Introduction
Those who’ve not studied finance tend to have a quaint view of banks. Buildings with tall ceilings, hushed conversations and middle-aged tellers distributing crisp banknotes, cheap lollipops and unsolicited financial advice. Simplicity and hometown values, that’s how these stalwart institutions present themselves.
A bank’s actual operations (at least for the more significant concerns) are not quite that simple though. Fractional reserve lending, derivatives trading, mortgage-backed securities, leverage, the repo market, primary dealers, loan-deposit ratios, etc.
So it was that in 2008 the Fed birthed a bailout program that was able to hide behind a veil of arcane language and indecipherable technicals. People understood, on some level, that the bankers had taken unnecessary risks, but unpacking the magnitude of their stupidity required so much specialized knowledge that it took us years to even partially understand.
The 2008 bailouts were reviled, camps took root in Zuccotti park, and books were written. However, as chewy as the meat was, the American populace, by and large, swallowed it.
This time will be different.
United Airlines is not a bank. United Airlines, KFC, Wendy’s, Papa John’s, and all the other corporate government darlings believe in multi-million dollar CEO salaries, profits over the environment, profits over humanity, profits over everything.
For example, airline executives, in a stroke of unmatched genius, found that in addition to checked baggage, they could charge for carry-ons. If they could charge for the air they surely would.
“In the event of an emergency, masks will drop down for all those who paid for disaster mitigation service. If you failed to pay for DMS, please help your more prudent neighbor attach their mask.”
Unlike the inner machinations of a bank, Americans understand mega-corporations. That’s why the reaction to the Federal Reserve’s stimulus plan (once people are allowed to leave their homes and act on their intentions) is going to be momentous.
It just can’t sit right with most folks that while they’re forced out of a job, forced to stack their bills somewhere out of sight and hit the ignore button when the landlord calls, that poorly run “too big to fails” will be receiving hundreds of billions of dollars’ worth of bailouts - again.

The Cantillon Effect
The Cantillon effect describes the mechanism by which those close to the source of the money benefit the most.

• [COLLECTED DATA]
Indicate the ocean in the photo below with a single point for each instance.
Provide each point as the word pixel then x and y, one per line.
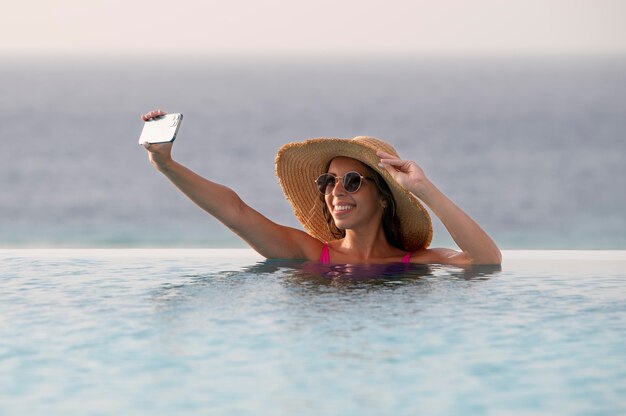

• [GOAL 1]
Which corporations does the bailout essay mention by name?
• [GOAL 2]
Extend the essay on bailouts, starting right after its last sentence.
The lines above are separate material and unrelated to the essay on bailouts.

• [EXPECTED ANSWER 1]
United Airlines, KFC, Wendy's, Papa John's

• [EXPECTED ANSWER 2]
How that applies to our current situation:
The Federal reserve prints trillions of dollars which they use to bailout companies like Shake Shack and prop up the markets (the Fed is now buying junk bonds and has not explicitly ruled out buying securities… Unprecedented is a word that’s becoming the new precedent).
Financial institutions like banks, who own nearly 70% of big company stocks, benefit from rising asset prices. They also benefit as they can spend the “new” dollars before inflation rises.
The rest of us, who own only a small percentage of assets, and must spend our dollars as inflation increases, experience little benefit. Our wages stagnate and our rent goes up as our buying power is reduced by inflation.
At this juncture a point needs to be made: what the author is attempting to construct is not a tirade against capitalism or the wealthy. This is not a call to socialism or to ransack mansions and redistribute the wealth through forceful means (has that ever worked?).
This is a callout of false capitalism. In a true capitalist society, firms fail and the wealthy keep or lose their riches by their own competence.
But we don’t have true capitalism anymore. If you’d suggested six months ago that the Fed would begin buying junk bonds you’d have been hauled off…
What we have is a system whereby the likes of American Airlines can mismanage their operations and just when it looks like it’s all going to hell (i.e., firms that deserve to fail are going to fail, people that should lose money are going to lose money), the Federal reserve steps in to keep the party going.
This is what must end because this is not capitalism as the founding fathers imagined it, this is corporate socialism at the expense of the individual.
Instead of saving money so that they could survive a downturn, the airlines spent most of their cash buying back their own stock. They knew well that in the event of a crash (has there ever been a bull market that lasted forever) the government would step in to save them.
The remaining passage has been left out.